== YOUR OBJECTIVE ==
Can you lay out the material as a Markdown table with the columns Row and Line, starting at the line that contains "Point out where the paisley" and ending at the last line of the material, numbering each row and leaving out blank lines?

== RECORDED INFORMATION ==
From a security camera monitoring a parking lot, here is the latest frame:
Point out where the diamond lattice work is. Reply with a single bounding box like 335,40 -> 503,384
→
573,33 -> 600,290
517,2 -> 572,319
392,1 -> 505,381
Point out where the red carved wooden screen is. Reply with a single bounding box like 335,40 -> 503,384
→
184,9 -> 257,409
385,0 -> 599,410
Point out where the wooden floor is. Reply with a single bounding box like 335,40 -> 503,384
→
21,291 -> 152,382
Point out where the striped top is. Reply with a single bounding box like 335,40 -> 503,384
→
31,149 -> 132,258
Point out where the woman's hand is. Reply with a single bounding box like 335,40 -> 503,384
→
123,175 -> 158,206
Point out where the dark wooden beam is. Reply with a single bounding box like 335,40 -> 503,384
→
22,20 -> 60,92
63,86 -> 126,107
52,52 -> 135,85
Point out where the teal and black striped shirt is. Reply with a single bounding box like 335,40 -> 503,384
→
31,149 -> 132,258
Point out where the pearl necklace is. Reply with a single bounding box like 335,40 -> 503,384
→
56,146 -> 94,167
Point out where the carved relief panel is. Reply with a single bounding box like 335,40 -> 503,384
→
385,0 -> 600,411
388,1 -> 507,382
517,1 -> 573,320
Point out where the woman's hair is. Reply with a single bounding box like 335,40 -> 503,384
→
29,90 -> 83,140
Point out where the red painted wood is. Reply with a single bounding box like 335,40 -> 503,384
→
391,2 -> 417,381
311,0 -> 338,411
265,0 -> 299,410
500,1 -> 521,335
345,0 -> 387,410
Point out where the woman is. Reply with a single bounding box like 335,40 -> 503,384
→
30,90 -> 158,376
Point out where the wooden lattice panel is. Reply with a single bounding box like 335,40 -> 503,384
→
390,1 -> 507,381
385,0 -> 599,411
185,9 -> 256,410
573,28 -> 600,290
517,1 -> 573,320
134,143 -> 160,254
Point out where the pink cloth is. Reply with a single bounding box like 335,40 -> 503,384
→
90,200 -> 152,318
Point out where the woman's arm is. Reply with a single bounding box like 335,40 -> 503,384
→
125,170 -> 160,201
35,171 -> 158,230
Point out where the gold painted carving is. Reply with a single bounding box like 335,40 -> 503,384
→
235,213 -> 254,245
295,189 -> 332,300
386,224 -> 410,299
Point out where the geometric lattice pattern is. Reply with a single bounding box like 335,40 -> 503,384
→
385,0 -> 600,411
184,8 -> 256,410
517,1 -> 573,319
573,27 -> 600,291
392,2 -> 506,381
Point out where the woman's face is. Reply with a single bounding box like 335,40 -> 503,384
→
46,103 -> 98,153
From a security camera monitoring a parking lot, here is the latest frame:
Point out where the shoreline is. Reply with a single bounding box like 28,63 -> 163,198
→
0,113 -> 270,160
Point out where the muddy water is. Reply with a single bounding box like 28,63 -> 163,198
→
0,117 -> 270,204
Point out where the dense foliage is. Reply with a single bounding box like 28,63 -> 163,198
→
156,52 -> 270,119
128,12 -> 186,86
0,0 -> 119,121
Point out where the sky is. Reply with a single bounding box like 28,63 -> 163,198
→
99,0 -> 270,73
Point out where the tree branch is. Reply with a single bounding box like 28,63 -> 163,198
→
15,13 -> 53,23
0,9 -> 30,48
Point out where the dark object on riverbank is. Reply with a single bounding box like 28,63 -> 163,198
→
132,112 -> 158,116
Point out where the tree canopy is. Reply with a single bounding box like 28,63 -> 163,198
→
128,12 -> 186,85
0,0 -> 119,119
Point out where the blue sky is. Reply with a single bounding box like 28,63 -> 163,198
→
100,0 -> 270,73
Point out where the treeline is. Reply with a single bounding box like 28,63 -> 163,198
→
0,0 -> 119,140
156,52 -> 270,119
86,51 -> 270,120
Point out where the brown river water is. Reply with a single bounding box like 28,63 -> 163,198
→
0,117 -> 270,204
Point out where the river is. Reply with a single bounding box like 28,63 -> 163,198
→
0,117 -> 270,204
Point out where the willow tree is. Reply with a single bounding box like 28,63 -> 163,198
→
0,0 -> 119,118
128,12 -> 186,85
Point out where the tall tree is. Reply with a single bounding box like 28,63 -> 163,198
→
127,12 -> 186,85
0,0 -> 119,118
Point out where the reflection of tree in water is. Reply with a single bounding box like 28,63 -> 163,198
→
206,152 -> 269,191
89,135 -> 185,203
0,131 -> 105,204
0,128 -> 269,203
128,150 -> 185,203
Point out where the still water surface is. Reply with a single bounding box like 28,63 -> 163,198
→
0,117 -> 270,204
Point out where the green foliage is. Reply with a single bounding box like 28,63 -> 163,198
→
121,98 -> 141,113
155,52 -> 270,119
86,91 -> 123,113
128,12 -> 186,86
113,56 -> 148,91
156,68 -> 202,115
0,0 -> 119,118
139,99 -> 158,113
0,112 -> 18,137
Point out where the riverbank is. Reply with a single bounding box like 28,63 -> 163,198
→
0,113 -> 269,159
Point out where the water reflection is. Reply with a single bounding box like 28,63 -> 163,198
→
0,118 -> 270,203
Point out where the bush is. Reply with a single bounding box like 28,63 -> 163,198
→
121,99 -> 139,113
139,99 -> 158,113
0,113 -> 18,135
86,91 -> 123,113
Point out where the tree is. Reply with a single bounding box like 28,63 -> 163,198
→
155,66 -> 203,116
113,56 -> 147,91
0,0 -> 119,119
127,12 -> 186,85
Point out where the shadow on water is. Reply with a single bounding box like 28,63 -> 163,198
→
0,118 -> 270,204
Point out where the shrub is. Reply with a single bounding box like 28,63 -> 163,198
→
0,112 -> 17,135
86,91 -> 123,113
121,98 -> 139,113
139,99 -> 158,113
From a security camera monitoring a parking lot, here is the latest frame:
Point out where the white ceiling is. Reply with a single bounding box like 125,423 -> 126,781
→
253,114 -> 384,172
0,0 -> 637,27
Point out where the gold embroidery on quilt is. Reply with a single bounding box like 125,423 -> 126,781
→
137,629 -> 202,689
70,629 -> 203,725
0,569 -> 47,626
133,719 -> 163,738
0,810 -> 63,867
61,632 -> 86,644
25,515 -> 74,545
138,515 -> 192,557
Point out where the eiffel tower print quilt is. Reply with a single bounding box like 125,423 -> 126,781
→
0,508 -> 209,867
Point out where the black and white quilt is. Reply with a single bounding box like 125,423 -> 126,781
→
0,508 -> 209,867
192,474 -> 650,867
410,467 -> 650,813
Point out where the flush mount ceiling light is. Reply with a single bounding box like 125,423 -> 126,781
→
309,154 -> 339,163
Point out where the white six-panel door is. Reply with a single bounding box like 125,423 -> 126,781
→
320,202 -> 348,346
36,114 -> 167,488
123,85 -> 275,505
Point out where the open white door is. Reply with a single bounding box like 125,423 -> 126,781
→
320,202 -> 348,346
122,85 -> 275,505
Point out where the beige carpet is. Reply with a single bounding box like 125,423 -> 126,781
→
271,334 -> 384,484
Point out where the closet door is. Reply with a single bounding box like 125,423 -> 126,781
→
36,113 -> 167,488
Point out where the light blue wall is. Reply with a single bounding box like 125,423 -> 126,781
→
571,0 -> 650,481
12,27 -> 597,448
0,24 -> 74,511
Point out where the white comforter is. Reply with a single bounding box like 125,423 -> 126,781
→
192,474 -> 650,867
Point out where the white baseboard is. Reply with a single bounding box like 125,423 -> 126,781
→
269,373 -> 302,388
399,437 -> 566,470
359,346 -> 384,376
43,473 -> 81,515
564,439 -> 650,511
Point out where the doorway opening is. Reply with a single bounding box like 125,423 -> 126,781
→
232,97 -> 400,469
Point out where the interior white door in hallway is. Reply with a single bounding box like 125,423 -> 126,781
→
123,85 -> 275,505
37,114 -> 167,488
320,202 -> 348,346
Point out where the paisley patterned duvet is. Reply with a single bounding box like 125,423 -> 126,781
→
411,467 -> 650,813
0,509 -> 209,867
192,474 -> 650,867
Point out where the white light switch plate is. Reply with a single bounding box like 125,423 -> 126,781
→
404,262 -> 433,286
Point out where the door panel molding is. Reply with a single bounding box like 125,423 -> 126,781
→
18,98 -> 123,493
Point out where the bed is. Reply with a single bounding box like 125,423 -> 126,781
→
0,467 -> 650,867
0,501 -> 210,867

== COMPLETED EXERCISE ==
| Row | Line |
|---|---|
| 1 | Point out where the paisley patterned duvet is. Reply with a single bounding box like 125,423 -> 126,781 |
| 2 | → |
| 3 | 411,467 -> 650,813 |
| 4 | 0,509 -> 209,867 |
| 5 | 192,474 -> 650,867 |
| 6 | Point out where the white light switch plate is. Reply with a single bounding box like 125,423 -> 126,781 |
| 7 | → |
| 8 | 404,262 -> 433,286 |
| 9 | Point out where the door panel molding is. Reply with a single bounding box like 125,423 -> 126,781 |
| 10 | → |
| 11 | 18,98 -> 123,493 |
| 12 | Point out where the bed is. Reply with a single bounding box like 125,423 -> 126,781 |
| 13 | → |
| 14 | 0,467 -> 650,867 |
| 15 | 0,501 -> 210,867 |